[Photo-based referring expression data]

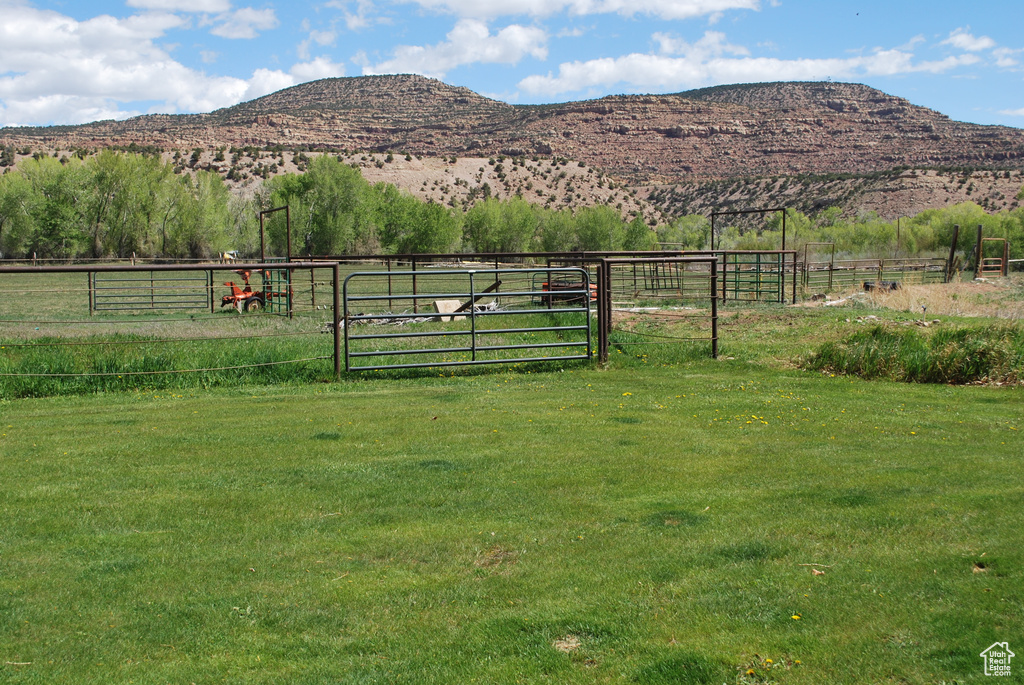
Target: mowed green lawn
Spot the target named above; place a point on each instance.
(634, 525)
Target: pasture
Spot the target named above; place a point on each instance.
(666, 519)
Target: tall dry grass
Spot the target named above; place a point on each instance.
(1001, 298)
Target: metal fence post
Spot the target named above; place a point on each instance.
(714, 309)
(794, 279)
(337, 320)
(602, 312)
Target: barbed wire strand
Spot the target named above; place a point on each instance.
(170, 371)
(160, 340)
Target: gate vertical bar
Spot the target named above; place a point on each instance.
(952, 253)
(312, 287)
(337, 324)
(472, 314)
(977, 253)
(794, 279)
(602, 313)
(714, 309)
(416, 309)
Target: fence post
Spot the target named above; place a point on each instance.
(794, 277)
(952, 253)
(337, 320)
(602, 312)
(978, 256)
(714, 308)
(416, 308)
(312, 286)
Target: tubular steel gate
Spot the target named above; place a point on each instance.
(471, 308)
(141, 291)
(696, 281)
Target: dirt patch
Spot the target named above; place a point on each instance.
(496, 557)
(567, 644)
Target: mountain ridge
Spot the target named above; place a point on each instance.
(695, 138)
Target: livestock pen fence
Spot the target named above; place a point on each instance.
(165, 320)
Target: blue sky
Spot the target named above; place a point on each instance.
(65, 61)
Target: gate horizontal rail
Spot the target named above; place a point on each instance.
(462, 285)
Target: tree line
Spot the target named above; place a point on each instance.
(119, 204)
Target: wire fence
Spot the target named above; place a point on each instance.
(52, 330)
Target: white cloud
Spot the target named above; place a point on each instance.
(360, 18)
(321, 38)
(964, 40)
(245, 23)
(469, 42)
(702, 63)
(1005, 57)
(182, 5)
(321, 68)
(711, 45)
(60, 71)
(666, 9)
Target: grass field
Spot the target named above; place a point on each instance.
(668, 519)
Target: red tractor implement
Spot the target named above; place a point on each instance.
(243, 299)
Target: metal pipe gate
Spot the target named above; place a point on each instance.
(373, 290)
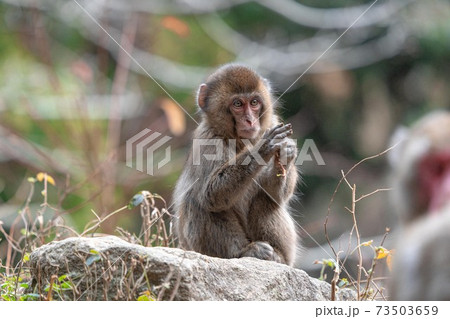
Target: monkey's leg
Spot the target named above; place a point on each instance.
(219, 234)
(271, 223)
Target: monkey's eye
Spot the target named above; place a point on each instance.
(254, 102)
(237, 103)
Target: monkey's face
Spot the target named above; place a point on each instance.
(246, 110)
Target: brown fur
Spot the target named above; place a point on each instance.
(422, 260)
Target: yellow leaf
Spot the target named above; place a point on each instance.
(389, 259)
(367, 243)
(41, 176)
(175, 117)
(381, 252)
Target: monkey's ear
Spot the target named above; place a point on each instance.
(201, 95)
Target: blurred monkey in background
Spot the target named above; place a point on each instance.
(421, 195)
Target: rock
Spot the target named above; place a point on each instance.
(108, 268)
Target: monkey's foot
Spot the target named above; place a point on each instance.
(261, 250)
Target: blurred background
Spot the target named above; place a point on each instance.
(79, 78)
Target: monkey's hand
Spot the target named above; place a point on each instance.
(288, 151)
(275, 141)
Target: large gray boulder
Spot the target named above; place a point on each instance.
(109, 268)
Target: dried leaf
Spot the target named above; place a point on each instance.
(389, 259)
(176, 25)
(42, 176)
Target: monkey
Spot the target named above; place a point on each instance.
(419, 167)
(421, 269)
(237, 204)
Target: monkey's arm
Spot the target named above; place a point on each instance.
(226, 184)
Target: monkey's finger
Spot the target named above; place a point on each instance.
(279, 130)
(283, 135)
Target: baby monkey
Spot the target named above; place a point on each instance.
(236, 204)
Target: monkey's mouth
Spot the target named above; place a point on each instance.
(434, 176)
(248, 132)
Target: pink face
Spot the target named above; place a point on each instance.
(434, 180)
(246, 111)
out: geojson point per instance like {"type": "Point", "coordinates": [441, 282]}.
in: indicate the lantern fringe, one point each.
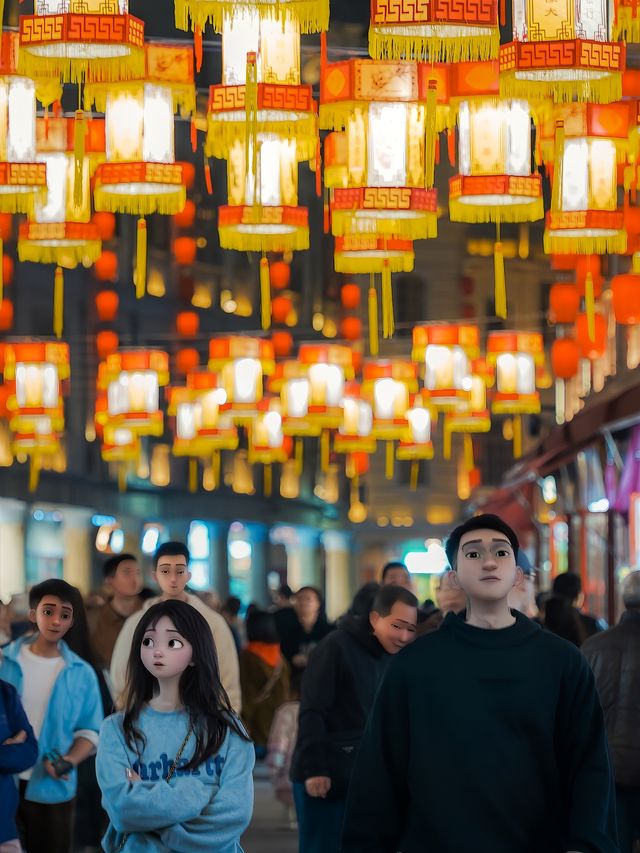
{"type": "Point", "coordinates": [466, 44]}
{"type": "Point", "coordinates": [74, 70]}
{"type": "Point", "coordinates": [142, 204]}
{"type": "Point", "coordinates": [423, 227]}
{"type": "Point", "coordinates": [600, 91]}
{"type": "Point", "coordinates": [265, 294]}
{"type": "Point", "coordinates": [312, 15]}
{"type": "Point", "coordinates": [529, 211]}
{"type": "Point", "coordinates": [69, 255]}
{"type": "Point", "coordinates": [230, 238]}
{"type": "Point", "coordinates": [555, 243]}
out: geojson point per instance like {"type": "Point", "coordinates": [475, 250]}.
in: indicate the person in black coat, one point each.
{"type": "Point", "coordinates": [338, 689]}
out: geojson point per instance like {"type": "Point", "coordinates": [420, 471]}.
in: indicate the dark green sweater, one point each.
{"type": "Point", "coordinates": [484, 742]}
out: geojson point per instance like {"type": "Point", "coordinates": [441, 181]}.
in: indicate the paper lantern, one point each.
{"type": "Point", "coordinates": [561, 52]}
{"type": "Point", "coordinates": [107, 302]}
{"type": "Point", "coordinates": [565, 358]}
{"type": "Point", "coordinates": [99, 37]}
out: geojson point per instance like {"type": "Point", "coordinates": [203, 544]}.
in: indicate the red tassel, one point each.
{"type": "Point", "coordinates": [197, 44]}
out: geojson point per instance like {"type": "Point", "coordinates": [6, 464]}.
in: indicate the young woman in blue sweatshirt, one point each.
{"type": "Point", "coordinates": [175, 767]}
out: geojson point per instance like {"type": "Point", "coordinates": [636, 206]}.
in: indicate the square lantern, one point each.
{"type": "Point", "coordinates": [72, 38]}
{"type": "Point", "coordinates": [562, 51]}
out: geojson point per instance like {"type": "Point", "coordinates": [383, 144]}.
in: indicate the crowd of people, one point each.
{"type": "Point", "coordinates": [133, 721]}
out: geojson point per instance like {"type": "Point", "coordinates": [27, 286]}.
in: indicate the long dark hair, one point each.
{"type": "Point", "coordinates": [201, 692]}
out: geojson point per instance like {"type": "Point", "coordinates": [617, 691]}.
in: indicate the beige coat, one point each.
{"type": "Point", "coordinates": [222, 637]}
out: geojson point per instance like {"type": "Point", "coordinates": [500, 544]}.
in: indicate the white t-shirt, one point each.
{"type": "Point", "coordinates": [38, 677]}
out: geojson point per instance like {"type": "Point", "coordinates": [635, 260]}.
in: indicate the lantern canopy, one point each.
{"type": "Point", "coordinates": [78, 37]}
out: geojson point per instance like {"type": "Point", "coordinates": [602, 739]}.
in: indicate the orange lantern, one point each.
{"type": "Point", "coordinates": [107, 302]}
{"type": "Point", "coordinates": [187, 324]}
{"type": "Point", "coordinates": [564, 302]}
{"type": "Point", "coordinates": [106, 267]}
{"type": "Point", "coordinates": [565, 358]}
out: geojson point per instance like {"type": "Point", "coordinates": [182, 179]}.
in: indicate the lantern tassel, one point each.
{"type": "Point", "coordinates": [141, 259]}
{"type": "Point", "coordinates": [589, 304]}
{"type": "Point", "coordinates": [79, 134]}
{"type": "Point", "coordinates": [58, 302]}
{"type": "Point", "coordinates": [430, 135]}
{"type": "Point", "coordinates": [388, 324]}
{"type": "Point", "coordinates": [193, 475]}
{"type": "Point", "coordinates": [265, 293]}
{"type": "Point", "coordinates": [373, 319]}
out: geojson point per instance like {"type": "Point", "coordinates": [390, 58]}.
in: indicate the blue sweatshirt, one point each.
{"type": "Point", "coordinates": [14, 758]}
{"type": "Point", "coordinates": [74, 706]}
{"type": "Point", "coordinates": [196, 812]}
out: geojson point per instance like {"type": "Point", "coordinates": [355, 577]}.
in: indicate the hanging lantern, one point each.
{"type": "Point", "coordinates": [76, 38]}
{"type": "Point", "coordinates": [561, 52]}
{"type": "Point", "coordinates": [438, 31]}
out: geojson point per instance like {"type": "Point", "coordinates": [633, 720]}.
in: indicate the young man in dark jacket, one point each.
{"type": "Point", "coordinates": [614, 656]}
{"type": "Point", "coordinates": [487, 735]}
{"type": "Point", "coordinates": [338, 688]}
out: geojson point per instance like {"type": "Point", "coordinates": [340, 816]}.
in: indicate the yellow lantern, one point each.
{"type": "Point", "coordinates": [81, 36]}
{"type": "Point", "coordinates": [561, 51]}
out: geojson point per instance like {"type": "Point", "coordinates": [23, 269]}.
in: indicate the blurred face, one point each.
{"type": "Point", "coordinates": [127, 579]}
{"type": "Point", "coordinates": [486, 566]}
{"type": "Point", "coordinates": [53, 617]}
{"type": "Point", "coordinates": [396, 630]}
{"type": "Point", "coordinates": [165, 653]}
{"type": "Point", "coordinates": [172, 575]}
{"type": "Point", "coordinates": [398, 577]}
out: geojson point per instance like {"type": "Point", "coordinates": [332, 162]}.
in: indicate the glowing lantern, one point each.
{"type": "Point", "coordinates": [445, 352]}
{"type": "Point", "coordinates": [561, 51]}
{"type": "Point", "coordinates": [78, 37]}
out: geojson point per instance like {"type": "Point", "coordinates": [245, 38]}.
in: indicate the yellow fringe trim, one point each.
{"type": "Point", "coordinates": [140, 205]}
{"type": "Point", "coordinates": [130, 67]}
{"type": "Point", "coordinates": [603, 91]}
{"type": "Point", "coordinates": [529, 211]}
{"type": "Point", "coordinates": [312, 15]}
{"type": "Point", "coordinates": [67, 256]}
{"type": "Point", "coordinates": [557, 244]}
{"type": "Point", "coordinates": [222, 135]}
{"type": "Point", "coordinates": [230, 238]}
{"type": "Point", "coordinates": [423, 227]}
{"type": "Point", "coordinates": [434, 48]}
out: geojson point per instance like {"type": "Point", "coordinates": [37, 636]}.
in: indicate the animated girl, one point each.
{"type": "Point", "coordinates": [175, 767]}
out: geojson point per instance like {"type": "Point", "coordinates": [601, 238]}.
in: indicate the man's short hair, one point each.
{"type": "Point", "coordinates": [56, 587]}
{"type": "Point", "coordinates": [394, 564]}
{"type": "Point", "coordinates": [171, 549]}
{"type": "Point", "coordinates": [567, 585]}
{"type": "Point", "coordinates": [111, 565]}
{"type": "Point", "coordinates": [486, 521]}
{"type": "Point", "coordinates": [391, 594]}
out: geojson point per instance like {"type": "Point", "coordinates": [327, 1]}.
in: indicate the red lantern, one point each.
{"type": "Point", "coordinates": [280, 308]}
{"type": "Point", "coordinates": [107, 302]}
{"type": "Point", "coordinates": [6, 315]}
{"type": "Point", "coordinates": [351, 328]}
{"type": "Point", "coordinates": [564, 302]}
{"type": "Point", "coordinates": [187, 324]}
{"type": "Point", "coordinates": [106, 343]}
{"type": "Point", "coordinates": [565, 358]}
{"type": "Point", "coordinates": [7, 269]}
{"type": "Point", "coordinates": [187, 215]}
{"type": "Point", "coordinates": [187, 360]}
{"type": "Point", "coordinates": [279, 275]}
{"type": "Point", "coordinates": [106, 267]}
{"type": "Point", "coordinates": [106, 225]}
{"type": "Point", "coordinates": [591, 348]}
{"type": "Point", "coordinates": [350, 296]}
{"type": "Point", "coordinates": [185, 249]}
{"type": "Point", "coordinates": [282, 343]}
{"type": "Point", "coordinates": [625, 290]}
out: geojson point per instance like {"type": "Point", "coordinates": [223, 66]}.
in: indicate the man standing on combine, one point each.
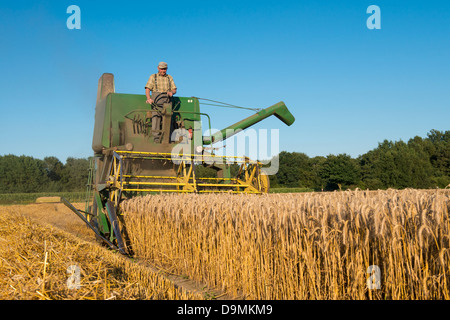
{"type": "Point", "coordinates": [163, 88]}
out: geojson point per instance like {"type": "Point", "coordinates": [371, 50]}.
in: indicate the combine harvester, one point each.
{"type": "Point", "coordinates": [128, 162]}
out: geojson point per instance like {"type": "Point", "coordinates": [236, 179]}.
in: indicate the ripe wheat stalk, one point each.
{"type": "Point", "coordinates": [300, 246]}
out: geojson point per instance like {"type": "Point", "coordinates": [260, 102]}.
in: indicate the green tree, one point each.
{"type": "Point", "coordinates": [340, 172]}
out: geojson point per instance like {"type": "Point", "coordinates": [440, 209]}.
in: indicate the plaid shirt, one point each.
{"type": "Point", "coordinates": [158, 83]}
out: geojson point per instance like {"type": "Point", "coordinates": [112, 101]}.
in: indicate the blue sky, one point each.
{"type": "Point", "coordinates": [347, 86]}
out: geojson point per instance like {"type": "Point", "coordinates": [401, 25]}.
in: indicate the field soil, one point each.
{"type": "Point", "coordinates": [42, 223]}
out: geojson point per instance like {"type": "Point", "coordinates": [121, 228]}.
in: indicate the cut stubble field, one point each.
{"type": "Point", "coordinates": [276, 246]}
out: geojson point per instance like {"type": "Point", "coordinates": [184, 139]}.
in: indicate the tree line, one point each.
{"type": "Point", "coordinates": [418, 163]}
{"type": "Point", "coordinates": [25, 174]}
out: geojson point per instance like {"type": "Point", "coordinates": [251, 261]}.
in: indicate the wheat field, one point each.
{"type": "Point", "coordinates": [342, 245]}
{"type": "Point", "coordinates": [44, 262]}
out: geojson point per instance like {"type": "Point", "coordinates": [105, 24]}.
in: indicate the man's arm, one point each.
{"type": "Point", "coordinates": [147, 93]}
{"type": "Point", "coordinates": [173, 91]}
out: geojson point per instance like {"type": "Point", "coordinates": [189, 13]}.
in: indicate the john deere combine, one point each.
{"type": "Point", "coordinates": [128, 162]}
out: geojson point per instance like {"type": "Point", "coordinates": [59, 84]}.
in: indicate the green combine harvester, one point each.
{"type": "Point", "coordinates": [128, 162]}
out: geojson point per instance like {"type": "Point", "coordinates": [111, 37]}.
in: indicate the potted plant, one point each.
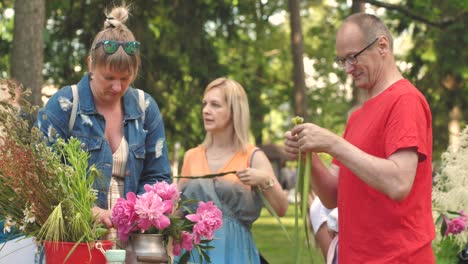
{"type": "Point", "coordinates": [46, 191]}
{"type": "Point", "coordinates": [153, 220]}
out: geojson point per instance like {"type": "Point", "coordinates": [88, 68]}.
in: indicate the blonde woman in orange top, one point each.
{"type": "Point", "coordinates": [226, 148]}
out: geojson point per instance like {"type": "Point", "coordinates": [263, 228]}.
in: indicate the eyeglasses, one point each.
{"type": "Point", "coordinates": [111, 46]}
{"type": "Point", "coordinates": [352, 59]}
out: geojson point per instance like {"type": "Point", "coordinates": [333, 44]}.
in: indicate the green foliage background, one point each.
{"type": "Point", "coordinates": [186, 44]}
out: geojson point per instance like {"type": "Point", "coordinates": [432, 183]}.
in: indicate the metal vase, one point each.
{"type": "Point", "coordinates": [146, 248]}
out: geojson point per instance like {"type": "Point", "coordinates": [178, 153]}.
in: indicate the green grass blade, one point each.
{"type": "Point", "coordinates": [272, 211]}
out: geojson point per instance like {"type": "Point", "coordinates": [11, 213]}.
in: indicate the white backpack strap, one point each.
{"type": "Point", "coordinates": [71, 121]}
{"type": "Point", "coordinates": [141, 101]}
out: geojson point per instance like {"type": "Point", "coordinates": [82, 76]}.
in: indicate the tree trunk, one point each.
{"type": "Point", "coordinates": [297, 47]}
{"type": "Point", "coordinates": [27, 59]}
{"type": "Point", "coordinates": [359, 95]}
{"type": "Point", "coordinates": [454, 128]}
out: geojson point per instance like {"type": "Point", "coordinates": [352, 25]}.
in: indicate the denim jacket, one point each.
{"type": "Point", "coordinates": [147, 160]}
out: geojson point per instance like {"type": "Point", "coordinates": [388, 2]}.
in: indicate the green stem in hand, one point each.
{"type": "Point", "coordinates": [206, 176]}
{"type": "Point", "coordinates": [303, 187]}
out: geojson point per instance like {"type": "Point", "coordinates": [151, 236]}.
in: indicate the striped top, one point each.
{"type": "Point", "coordinates": [116, 188]}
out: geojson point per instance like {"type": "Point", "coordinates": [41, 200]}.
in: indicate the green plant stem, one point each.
{"type": "Point", "coordinates": [206, 176]}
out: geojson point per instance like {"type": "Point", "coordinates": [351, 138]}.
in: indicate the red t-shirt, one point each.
{"type": "Point", "coordinates": [372, 227]}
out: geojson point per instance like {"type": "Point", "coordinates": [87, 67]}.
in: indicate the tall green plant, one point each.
{"type": "Point", "coordinates": [45, 191]}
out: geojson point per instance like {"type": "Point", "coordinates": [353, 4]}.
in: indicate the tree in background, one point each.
{"type": "Point", "coordinates": [27, 58]}
{"type": "Point", "coordinates": [186, 44]}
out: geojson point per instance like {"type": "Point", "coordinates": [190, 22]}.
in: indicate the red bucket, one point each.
{"type": "Point", "coordinates": [84, 253]}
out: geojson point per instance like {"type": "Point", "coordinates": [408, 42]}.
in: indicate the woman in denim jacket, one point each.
{"type": "Point", "coordinates": [124, 137]}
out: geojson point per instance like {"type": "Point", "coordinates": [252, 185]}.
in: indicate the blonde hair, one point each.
{"type": "Point", "coordinates": [238, 104]}
{"type": "Point", "coordinates": [115, 29]}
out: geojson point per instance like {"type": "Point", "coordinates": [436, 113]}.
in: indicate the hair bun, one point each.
{"type": "Point", "coordinates": [117, 17]}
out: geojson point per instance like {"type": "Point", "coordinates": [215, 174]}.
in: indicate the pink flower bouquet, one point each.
{"type": "Point", "coordinates": [455, 225]}
{"type": "Point", "coordinates": [154, 213]}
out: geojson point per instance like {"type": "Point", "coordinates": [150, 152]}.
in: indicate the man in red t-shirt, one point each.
{"type": "Point", "coordinates": [381, 176]}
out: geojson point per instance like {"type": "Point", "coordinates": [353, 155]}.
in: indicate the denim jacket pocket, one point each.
{"type": "Point", "coordinates": [139, 151]}
{"type": "Point", "coordinates": [90, 144]}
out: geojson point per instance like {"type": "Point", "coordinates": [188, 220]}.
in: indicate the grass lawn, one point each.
{"type": "Point", "coordinates": [273, 243]}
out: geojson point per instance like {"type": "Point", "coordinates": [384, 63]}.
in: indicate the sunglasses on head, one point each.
{"type": "Point", "coordinates": [111, 46]}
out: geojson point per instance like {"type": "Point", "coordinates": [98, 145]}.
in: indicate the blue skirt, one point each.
{"type": "Point", "coordinates": [233, 244]}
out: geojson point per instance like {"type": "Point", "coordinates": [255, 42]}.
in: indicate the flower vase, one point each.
{"type": "Point", "coordinates": [81, 253]}
{"type": "Point", "coordinates": [146, 248]}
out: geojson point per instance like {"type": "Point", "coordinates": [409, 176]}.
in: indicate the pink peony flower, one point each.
{"type": "Point", "coordinates": [186, 242]}
{"type": "Point", "coordinates": [175, 248]}
{"type": "Point", "coordinates": [150, 209]}
{"type": "Point", "coordinates": [123, 215]}
{"type": "Point", "coordinates": [167, 192]}
{"type": "Point", "coordinates": [208, 218]}
{"type": "Point", "coordinates": [456, 225]}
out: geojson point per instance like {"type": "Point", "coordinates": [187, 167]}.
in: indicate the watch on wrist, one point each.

§ TASK DESCRIPTION
Print again, exactly, the lines of the records above from the first line through the line with "Target: tubular steel gate". No pictures.

§ TASK RESPONSE
Target: mowed green lawn
Spot the target named above; place a point on each instance.
(634, 525)
Target: pasture
Spot the target named above; place a point on each instance.
(666, 519)
Target: tall dry grass
Spot the target named above; place a point on each instance.
(1001, 298)
Target: metal fence post
Spot the target named above; place a point on each instance.
(714, 309)
(794, 279)
(337, 320)
(602, 312)
Target: barbed wire strand
Spot the target named above; place a point on each instance.
(170, 371)
(160, 340)
Target: gate vertical bar
Spot the target named above; place a point on each instance.
(952, 253)
(312, 287)
(337, 324)
(472, 314)
(977, 253)
(794, 279)
(602, 313)
(714, 309)
(416, 309)
Target: fence post
Spot the target named above; place a point on each instance.
(794, 277)
(952, 253)
(337, 320)
(602, 312)
(978, 256)
(714, 308)
(416, 308)
(312, 286)
Target: tubular steel gate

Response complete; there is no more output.